** Begin **
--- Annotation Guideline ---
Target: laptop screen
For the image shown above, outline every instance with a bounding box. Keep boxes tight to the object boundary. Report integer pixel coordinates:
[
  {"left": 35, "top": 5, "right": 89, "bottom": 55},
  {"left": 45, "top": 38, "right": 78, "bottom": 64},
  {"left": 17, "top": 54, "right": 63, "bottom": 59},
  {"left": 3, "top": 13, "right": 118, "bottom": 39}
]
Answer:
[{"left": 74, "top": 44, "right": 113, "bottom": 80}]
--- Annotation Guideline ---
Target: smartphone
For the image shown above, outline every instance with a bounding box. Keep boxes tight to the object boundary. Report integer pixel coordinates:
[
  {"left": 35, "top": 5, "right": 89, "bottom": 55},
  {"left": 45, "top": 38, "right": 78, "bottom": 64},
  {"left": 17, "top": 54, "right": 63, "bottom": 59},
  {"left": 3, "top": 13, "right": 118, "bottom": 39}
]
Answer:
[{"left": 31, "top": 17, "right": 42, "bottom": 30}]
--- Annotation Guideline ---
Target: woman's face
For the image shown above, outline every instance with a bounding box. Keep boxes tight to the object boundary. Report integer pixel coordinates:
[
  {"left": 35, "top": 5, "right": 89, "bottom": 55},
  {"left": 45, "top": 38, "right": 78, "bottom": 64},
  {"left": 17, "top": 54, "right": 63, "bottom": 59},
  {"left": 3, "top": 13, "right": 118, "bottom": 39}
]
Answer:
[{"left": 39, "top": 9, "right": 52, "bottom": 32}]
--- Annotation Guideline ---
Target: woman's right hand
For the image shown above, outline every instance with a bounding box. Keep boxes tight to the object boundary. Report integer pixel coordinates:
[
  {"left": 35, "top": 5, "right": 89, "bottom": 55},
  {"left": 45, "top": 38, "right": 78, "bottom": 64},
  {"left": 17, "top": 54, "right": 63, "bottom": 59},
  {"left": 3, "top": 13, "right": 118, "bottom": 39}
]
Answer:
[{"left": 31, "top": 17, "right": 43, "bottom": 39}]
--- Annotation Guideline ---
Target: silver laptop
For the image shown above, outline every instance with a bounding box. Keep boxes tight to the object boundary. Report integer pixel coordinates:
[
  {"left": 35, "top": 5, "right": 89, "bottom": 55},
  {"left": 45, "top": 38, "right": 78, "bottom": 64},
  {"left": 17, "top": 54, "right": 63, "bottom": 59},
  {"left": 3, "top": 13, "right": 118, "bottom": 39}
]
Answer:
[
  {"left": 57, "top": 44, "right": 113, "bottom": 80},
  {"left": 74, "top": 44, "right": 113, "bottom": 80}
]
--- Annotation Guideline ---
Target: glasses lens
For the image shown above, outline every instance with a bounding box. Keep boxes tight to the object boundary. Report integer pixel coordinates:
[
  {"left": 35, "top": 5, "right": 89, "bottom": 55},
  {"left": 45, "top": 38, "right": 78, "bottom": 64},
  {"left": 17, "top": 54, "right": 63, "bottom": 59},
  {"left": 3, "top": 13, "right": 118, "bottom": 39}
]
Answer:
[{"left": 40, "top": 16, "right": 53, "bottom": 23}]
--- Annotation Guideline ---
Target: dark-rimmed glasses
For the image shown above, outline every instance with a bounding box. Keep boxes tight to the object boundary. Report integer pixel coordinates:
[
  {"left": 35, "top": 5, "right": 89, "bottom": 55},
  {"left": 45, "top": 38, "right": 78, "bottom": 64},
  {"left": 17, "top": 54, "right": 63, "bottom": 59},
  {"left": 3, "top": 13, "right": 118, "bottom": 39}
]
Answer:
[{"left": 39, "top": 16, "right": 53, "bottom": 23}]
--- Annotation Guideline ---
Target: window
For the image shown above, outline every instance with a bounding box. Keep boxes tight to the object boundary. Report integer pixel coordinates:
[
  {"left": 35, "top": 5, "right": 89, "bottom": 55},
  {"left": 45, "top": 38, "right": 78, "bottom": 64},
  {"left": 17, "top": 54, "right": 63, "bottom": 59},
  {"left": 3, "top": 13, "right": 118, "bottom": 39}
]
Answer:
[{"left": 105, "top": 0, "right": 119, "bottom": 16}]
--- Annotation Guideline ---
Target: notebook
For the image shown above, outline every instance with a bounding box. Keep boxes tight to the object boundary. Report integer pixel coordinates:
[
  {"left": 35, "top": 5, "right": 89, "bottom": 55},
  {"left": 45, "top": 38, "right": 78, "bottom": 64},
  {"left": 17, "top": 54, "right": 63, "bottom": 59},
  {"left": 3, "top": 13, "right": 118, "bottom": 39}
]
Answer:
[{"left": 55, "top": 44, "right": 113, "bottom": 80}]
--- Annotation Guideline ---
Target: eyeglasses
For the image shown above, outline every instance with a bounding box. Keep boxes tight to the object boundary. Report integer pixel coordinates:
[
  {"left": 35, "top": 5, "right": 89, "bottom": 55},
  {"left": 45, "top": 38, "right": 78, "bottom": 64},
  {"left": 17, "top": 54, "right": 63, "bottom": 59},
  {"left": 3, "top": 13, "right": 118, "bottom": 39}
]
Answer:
** End **
Transcribe every record above exactly as it appears.

--- Annotation Guideline ---
Target: laptop screen
For the image shown above, outline every instance with a bounding box. Keep boxes tight to the object boundary. Report integer pixel coordinates:
[
  {"left": 35, "top": 5, "right": 89, "bottom": 55},
  {"left": 45, "top": 38, "right": 78, "bottom": 64},
  {"left": 17, "top": 54, "right": 63, "bottom": 59},
  {"left": 3, "top": 13, "right": 118, "bottom": 39}
]
Answer:
[{"left": 74, "top": 44, "right": 113, "bottom": 80}]
--- Annotation Guideline ---
Target: smartphone
For the image shown above, outline every instance with a bounding box. Keep boxes tight to the object boundary. Report integer pixel coordinates:
[
  {"left": 35, "top": 5, "right": 89, "bottom": 55},
  {"left": 45, "top": 38, "right": 78, "bottom": 64},
  {"left": 17, "top": 54, "right": 63, "bottom": 59},
  {"left": 3, "top": 13, "right": 118, "bottom": 39}
]
Answer:
[{"left": 31, "top": 17, "right": 42, "bottom": 30}]
--- Annotation Guideline ---
Target: woman's face
For the image shown above, outline every instance with a bounding box. Keep boxes tight to the object boundary. Report integer pixel coordinates:
[
  {"left": 35, "top": 5, "right": 89, "bottom": 55},
  {"left": 45, "top": 38, "right": 78, "bottom": 64},
  {"left": 17, "top": 54, "right": 63, "bottom": 59},
  {"left": 3, "top": 13, "right": 118, "bottom": 39}
]
Answer:
[{"left": 39, "top": 9, "right": 52, "bottom": 32}]
--- Annotation Guideline ---
Target: woman's right hand
For the image shown above, outline every instance with a bounding box. Keep boxes tight to the object boundary. Report integer pixel coordinates:
[
  {"left": 35, "top": 5, "right": 89, "bottom": 55},
  {"left": 45, "top": 38, "right": 78, "bottom": 64},
  {"left": 17, "top": 54, "right": 63, "bottom": 59},
  {"left": 3, "top": 13, "right": 118, "bottom": 39}
]
Answer:
[{"left": 31, "top": 17, "right": 43, "bottom": 39}]
--- Annotation Guideline ---
Target: silver laptop
For the image shown above, outline every instance with a bounding box. Keep boxes tight to the object boundary. Report integer pixel coordinates:
[
  {"left": 35, "top": 5, "right": 89, "bottom": 55},
  {"left": 45, "top": 38, "right": 78, "bottom": 64},
  {"left": 17, "top": 54, "right": 63, "bottom": 59},
  {"left": 3, "top": 13, "right": 118, "bottom": 39}
]
Answer:
[
  {"left": 57, "top": 44, "right": 113, "bottom": 80},
  {"left": 74, "top": 44, "right": 113, "bottom": 80}
]
--- Annotation Guideline ---
Target: glasses lens
For the image shown above, outline every instance with a bounding box. Keep boxes tight to the object boundary. Report integer pixel coordinates:
[
  {"left": 35, "top": 5, "right": 89, "bottom": 55},
  {"left": 45, "top": 38, "right": 78, "bottom": 64},
  {"left": 17, "top": 54, "right": 63, "bottom": 59},
  {"left": 3, "top": 13, "right": 118, "bottom": 39}
]
Answer:
[{"left": 40, "top": 16, "right": 53, "bottom": 23}]
--- Annotation Guideline ---
Target: dark-rimmed glasses
For the image shown above, outline every instance with a bounding box. Keep boxes tight to the object boundary. Report integer pixel coordinates:
[
  {"left": 35, "top": 5, "right": 89, "bottom": 55},
  {"left": 45, "top": 38, "right": 78, "bottom": 64},
  {"left": 17, "top": 54, "right": 63, "bottom": 59},
  {"left": 3, "top": 13, "right": 118, "bottom": 39}
]
Answer:
[{"left": 39, "top": 16, "right": 53, "bottom": 23}]
--- Annotation Guideline ---
Target: window
For the image shown above, outline every instance with a bounding box. Keep boxes tight to the object boundary. Report integer pixel coordinates:
[
  {"left": 35, "top": 5, "right": 89, "bottom": 55},
  {"left": 45, "top": 38, "right": 78, "bottom": 64},
  {"left": 17, "top": 54, "right": 63, "bottom": 59},
  {"left": 3, "top": 13, "right": 118, "bottom": 39}
]
Answer:
[{"left": 105, "top": 0, "right": 119, "bottom": 16}]
--- Annotation Guideline ---
Target: notebook
For the image shown above, outline every instance with a bounding box. Keep boxes tight to the object boundary. Report integer pixel coordinates:
[
  {"left": 35, "top": 5, "right": 89, "bottom": 55},
  {"left": 45, "top": 38, "right": 78, "bottom": 64},
  {"left": 17, "top": 54, "right": 63, "bottom": 59},
  {"left": 3, "top": 13, "right": 118, "bottom": 39}
]
Answer:
[{"left": 55, "top": 44, "right": 113, "bottom": 80}]
--- Annotation Guideline ---
Target: eyeglasses
For the image shown above, outline every instance with a bounding box. Keep boxes tight to the object boundary. Report integer pixel coordinates:
[
  {"left": 35, "top": 5, "right": 89, "bottom": 55},
  {"left": 45, "top": 38, "right": 78, "bottom": 64},
  {"left": 17, "top": 54, "right": 63, "bottom": 59},
  {"left": 3, "top": 13, "right": 118, "bottom": 39}
]
Answer:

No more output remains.